◆ REQUIRED TASK ◆
Copy the following items line for line, changing nothing.

◆ Contour labeling items ◆
"""

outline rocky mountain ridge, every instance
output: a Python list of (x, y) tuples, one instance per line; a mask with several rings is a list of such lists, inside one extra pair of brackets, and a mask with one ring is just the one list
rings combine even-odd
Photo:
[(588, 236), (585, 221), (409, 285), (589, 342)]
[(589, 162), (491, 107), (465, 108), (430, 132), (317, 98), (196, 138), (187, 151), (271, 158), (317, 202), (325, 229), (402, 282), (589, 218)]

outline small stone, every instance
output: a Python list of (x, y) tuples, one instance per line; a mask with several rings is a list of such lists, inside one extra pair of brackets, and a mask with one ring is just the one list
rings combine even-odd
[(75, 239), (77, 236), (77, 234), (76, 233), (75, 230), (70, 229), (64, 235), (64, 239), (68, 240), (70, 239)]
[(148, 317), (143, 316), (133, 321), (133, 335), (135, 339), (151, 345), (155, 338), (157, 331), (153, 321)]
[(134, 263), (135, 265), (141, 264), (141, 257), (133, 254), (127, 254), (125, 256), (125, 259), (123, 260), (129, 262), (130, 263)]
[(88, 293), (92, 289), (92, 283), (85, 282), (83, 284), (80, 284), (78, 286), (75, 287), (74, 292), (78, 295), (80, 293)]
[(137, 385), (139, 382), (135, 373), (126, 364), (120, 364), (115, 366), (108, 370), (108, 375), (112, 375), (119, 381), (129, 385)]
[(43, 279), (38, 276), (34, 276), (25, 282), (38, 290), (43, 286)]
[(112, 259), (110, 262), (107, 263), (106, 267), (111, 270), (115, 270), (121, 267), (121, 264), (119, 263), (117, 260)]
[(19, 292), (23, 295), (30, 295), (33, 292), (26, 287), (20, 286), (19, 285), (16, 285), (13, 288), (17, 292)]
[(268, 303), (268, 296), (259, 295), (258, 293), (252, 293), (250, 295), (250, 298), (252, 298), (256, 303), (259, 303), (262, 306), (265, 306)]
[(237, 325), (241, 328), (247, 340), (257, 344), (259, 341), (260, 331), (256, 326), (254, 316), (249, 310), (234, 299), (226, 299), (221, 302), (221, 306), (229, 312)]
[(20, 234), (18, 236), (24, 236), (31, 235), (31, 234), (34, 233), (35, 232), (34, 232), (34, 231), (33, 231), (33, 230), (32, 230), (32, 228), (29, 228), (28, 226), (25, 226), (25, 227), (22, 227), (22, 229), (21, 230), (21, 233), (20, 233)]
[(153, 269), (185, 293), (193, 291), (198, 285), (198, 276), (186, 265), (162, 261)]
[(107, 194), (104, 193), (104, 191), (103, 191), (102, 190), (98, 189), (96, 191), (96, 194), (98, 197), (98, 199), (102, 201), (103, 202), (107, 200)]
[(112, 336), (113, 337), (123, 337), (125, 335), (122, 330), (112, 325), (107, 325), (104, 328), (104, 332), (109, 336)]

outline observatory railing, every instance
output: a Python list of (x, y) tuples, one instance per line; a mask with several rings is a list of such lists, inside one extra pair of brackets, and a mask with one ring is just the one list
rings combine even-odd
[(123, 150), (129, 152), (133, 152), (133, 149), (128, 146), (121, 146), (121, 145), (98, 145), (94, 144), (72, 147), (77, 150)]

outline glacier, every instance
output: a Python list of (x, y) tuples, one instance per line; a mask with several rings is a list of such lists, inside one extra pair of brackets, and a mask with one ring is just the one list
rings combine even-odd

"""

◆ COMPLETE RESPONSE ◆
outline rocky mountain ridge, every instance
output: a Python list of (x, y) tuples, one instance per line; a mask with several rings is a list of such lists, inside one extra pair of brackets, and a mask with one ring is just the one list
rings combine even-odd
Photo:
[(588, 236), (585, 221), (409, 285), (589, 342)]
[(589, 162), (491, 107), (465, 108), (430, 132), (317, 98), (196, 138), (187, 151), (271, 158), (317, 202), (325, 229), (402, 282), (589, 218)]

outline small stone, every instance
output: a Python list of (x, y) tuples, one instance per line; a mask with several rings is a list of such lists, inside one extra pair of brackets, and a mask with one ring is just the one list
rings combine even-odd
[(75, 239), (77, 236), (77, 234), (76, 233), (75, 230), (70, 229), (64, 235), (64, 239), (68, 240), (70, 239)]
[(148, 317), (143, 316), (133, 321), (133, 335), (135, 339), (151, 345), (155, 338), (157, 331), (153, 321)]
[(134, 263), (135, 265), (141, 264), (141, 257), (133, 254), (127, 254), (125, 256), (125, 259), (123, 260), (129, 262), (130, 263)]
[(88, 293), (92, 289), (92, 283), (85, 282), (83, 284), (80, 284), (78, 286), (75, 287), (74, 292), (78, 295), (80, 293)]
[(137, 385), (139, 382), (135, 373), (126, 364), (120, 364), (115, 366), (108, 370), (108, 375), (112, 375), (119, 381), (129, 385)]
[(43, 279), (38, 276), (34, 276), (25, 282), (38, 290), (43, 286)]
[(112, 259), (110, 262), (107, 263), (106, 267), (111, 270), (115, 270), (121, 267), (121, 264), (119, 263), (117, 260)]
[(19, 292), (23, 295), (30, 295), (33, 292), (26, 287), (20, 286), (19, 285), (16, 285), (13, 288), (17, 292)]
[(268, 303), (268, 296), (259, 295), (258, 293), (252, 293), (250, 295), (250, 298), (252, 298), (256, 303), (259, 303), (262, 306), (265, 306)]
[(237, 325), (241, 328), (247, 340), (257, 344), (259, 341), (260, 331), (256, 326), (254, 316), (249, 310), (234, 299), (226, 299), (221, 302), (221, 306), (229, 312)]
[(20, 234), (18, 236), (24, 236), (31, 235), (31, 234), (34, 233), (35, 232), (34, 232), (34, 231), (33, 231), (33, 230), (32, 230), (32, 228), (29, 228), (28, 226), (25, 226), (25, 227), (22, 227), (22, 229), (21, 230), (21, 233), (20, 233)]
[(153, 269), (185, 293), (193, 291), (198, 285), (198, 276), (186, 265), (162, 261)]
[(107, 194), (104, 193), (104, 191), (103, 191), (102, 190), (98, 189), (96, 191), (96, 194), (98, 197), (98, 199), (102, 201), (103, 202), (107, 200)]
[(112, 336), (113, 337), (123, 337), (125, 335), (122, 330), (112, 325), (107, 325), (104, 328), (104, 332), (109, 336)]

outline observatory railing, every instance
output: a Python list of (x, y) tuples, one instance per line; a mask with several rings is a list of such lists, inside one extra pair of brackets, and a mask with one ring is just the one list
rings combine even-odd
[(123, 150), (129, 152), (133, 152), (133, 149), (128, 146), (121, 146), (121, 145), (98, 145), (94, 144), (72, 147), (77, 150)]

outline glacier, every instance
output: a Python list of (x, y) tuples, one instance per line; a mask with several rings is a list of such lists, inside one extra pair of brackets, and a mask with one ring is just the one list
rings combine even-odd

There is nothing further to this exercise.